Excerpt provided ::

Here's hoping for a positive outcome role on June
Mel x


----------



## melloumaw

friday 8th june nurse took blood sample for home AMH test posted straight away,results were back with duo fertility on tuesday(not a bad turn around for £45)
specialist called today my level is 5.38 pmol/L
who says AMH cant change
im going to take pregnenolone now for a month and have the AMH retested to see if there is any further improvement as my levels aren't quite good enough to egg share
mel x


Total          £365 
home AMH  £45
New total  £410


----------



## melloumaw

so we were out for egg sharing, 
so now it meant saving up for a full cycle, as usual when your saving up everything else in the world goes wrong and finances run low.
next plan of action is put in to buy the house after christmas this year, and hopefully borrow some alongside to improve the house,anything left will go towards icsi. failing that dad will borrow us it as a last resort,but dont really want to go that route unless totally necessary. 
so for now im taking vitamins to boost my own well being
fingers crossed all goes to plan or a big lotto win
oh just sending big   to the lovely FF family i have come to know


----------



## melloumaw

just received my FF pin badge i will wear it with pride at any future jessops appointments


----------



## melloumaw

after over 10 years of pain since my sterilisation, i am finally going to see a gynaecologist today,hopefully i can have the clips taken out of my body and the pain will stop. i dont want anything to effect our only chance of a baby together.
fingers crossed,
mel x


----------



## melloumaw

mr m doesnt think its the clip, he believes i may have endometriosis,so just got to wait for my investigative procedure now


----------



## melloumaw

dewsbury hospital just rang to offer me a cancellation app, so im off in on the 27th for my procedure,in a way i hope they find something,at least it is an explanation for the pain,but i also still think they are wrong about the cause of the pain


----------



## Mr &amp; Mrs Bubble

Hope that the appointment brings news and the chance to move things on for you and your family hunny, think of you often and will never forget the friendship and support you've given xxxxxxxx


----------



## melloumaw

well i was proved right.i don't have endometriosis.my left clip had moved and embedded higher up in my body causing mass inflammation.so the clip has been removed.why did it take 12 years for this to be sorted out.all it would have taken was an xray.but no i have had every investigation except that. oh well i have a follow up in 6  to 8 weeks.where dh wants to come and find out why my theory has never been taken seriously.if we had already undergone icsi it would have failed.so once again it comes back to my belief of everything happens for a reason.so onwards and upwards
until next time
love to all Mel x


----------



## melloumaw

wow, i really thought i would have recovered a bit quicker than this.
i only expected to be off work a week but no i've been signed off for a further week.my stitches are healing well but im still quite swollen. finally managed to go to the toilet which i dont think was helping with the bloating.

Stored data ::
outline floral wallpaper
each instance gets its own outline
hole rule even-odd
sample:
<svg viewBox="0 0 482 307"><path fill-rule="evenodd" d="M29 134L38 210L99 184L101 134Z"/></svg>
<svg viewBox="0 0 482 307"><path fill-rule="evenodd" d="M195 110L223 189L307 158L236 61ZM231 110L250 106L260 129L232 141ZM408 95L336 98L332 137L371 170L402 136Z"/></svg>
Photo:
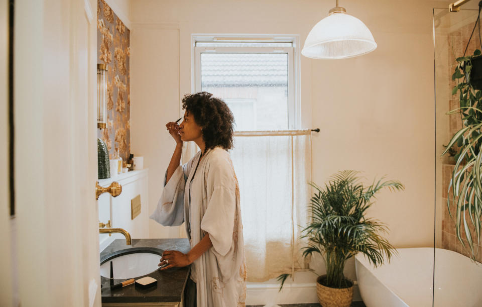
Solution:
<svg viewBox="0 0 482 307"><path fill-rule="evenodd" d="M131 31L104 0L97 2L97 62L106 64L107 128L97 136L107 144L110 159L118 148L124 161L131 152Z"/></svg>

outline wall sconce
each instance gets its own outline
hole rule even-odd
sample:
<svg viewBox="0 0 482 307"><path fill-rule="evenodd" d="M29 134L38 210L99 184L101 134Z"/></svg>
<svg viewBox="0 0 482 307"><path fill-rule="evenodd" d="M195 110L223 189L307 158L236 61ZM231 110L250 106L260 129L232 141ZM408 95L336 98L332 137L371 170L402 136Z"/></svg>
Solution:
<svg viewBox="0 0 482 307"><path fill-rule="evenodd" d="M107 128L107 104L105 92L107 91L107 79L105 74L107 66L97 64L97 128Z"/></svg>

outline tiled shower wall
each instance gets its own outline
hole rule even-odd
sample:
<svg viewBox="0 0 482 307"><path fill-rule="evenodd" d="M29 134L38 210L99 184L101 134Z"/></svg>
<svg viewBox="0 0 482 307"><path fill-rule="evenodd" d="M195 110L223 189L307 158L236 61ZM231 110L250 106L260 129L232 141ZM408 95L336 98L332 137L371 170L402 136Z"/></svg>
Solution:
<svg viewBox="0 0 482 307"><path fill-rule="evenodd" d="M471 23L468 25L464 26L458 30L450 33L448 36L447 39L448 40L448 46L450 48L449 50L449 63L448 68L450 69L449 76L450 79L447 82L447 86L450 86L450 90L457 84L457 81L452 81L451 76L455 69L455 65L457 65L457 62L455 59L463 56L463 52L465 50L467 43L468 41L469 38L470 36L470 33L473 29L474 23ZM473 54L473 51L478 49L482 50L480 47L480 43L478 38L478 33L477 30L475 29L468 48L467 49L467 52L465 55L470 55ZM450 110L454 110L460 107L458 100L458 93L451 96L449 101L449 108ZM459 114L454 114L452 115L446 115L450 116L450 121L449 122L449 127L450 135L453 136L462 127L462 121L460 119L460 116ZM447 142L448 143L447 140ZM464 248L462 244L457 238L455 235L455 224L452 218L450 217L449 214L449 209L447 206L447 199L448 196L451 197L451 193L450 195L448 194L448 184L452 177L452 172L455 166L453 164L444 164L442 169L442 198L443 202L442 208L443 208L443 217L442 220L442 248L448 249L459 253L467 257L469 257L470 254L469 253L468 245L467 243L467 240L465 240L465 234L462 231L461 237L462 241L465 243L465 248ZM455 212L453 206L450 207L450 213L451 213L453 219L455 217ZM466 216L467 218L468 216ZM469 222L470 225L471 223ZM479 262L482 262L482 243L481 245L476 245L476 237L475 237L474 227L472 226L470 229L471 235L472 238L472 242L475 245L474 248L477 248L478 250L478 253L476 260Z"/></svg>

Work request ::
Carry on the forum thread about fertility treatment and the sterilization clip from the point where it stops.

Answer area ::
saw brother in law and wife at weekend, bless them they thought we'd done icsi in secret and that i was pregnant, no just bloated, bless em
oh well follow up with mr macrow on 28th july, so thats quicker than i thought
mel x


----------



## melloumaw

still here still wishing....
unless some money miracle happens next year we may have finished before we even begun.
its looking more and more unlikely that we will get the opportunity to try.
my DH bless him though panders to my requests for creatures instead to fill the gap.
i know we are blessed beyond belief we have 6 children between us and 6 grandchildren, 5 chickens 2 cats a puppy and our latest additions salt and pepper the dwarf hamsters.................
but it doesn't stop the longing for our own biological child, im trying to accept it is now unlikely to happen, but i will still hang on to the ever so slim chance of maybe...
because without hope what's the point?
mel x


----------



## Mr &amp; Mrs Bubble

Oh Mel  surely it can still happen!! I wish I could bloody pay for it myself you're such an a amazing lady and have been a wonderful friend! I hope and pray that a little windfall is on its way to help you xxx


----------



## melloumaw

hi honey how are things progressing for you?
im trying to persuade dh for another puppy the same age as Bear but he said no, im hoping i can persuade him though lol.
i think accepting the possibility of it not happening makes it a little easier to cope. Bear also helps with his wet snuggles  
mel x


----------



## melloumaw

well its still no to another puppy,lol, but he may change his mind tomorrow,................
i have to have a triple check for lumps found in my armpit, breast, and neck.............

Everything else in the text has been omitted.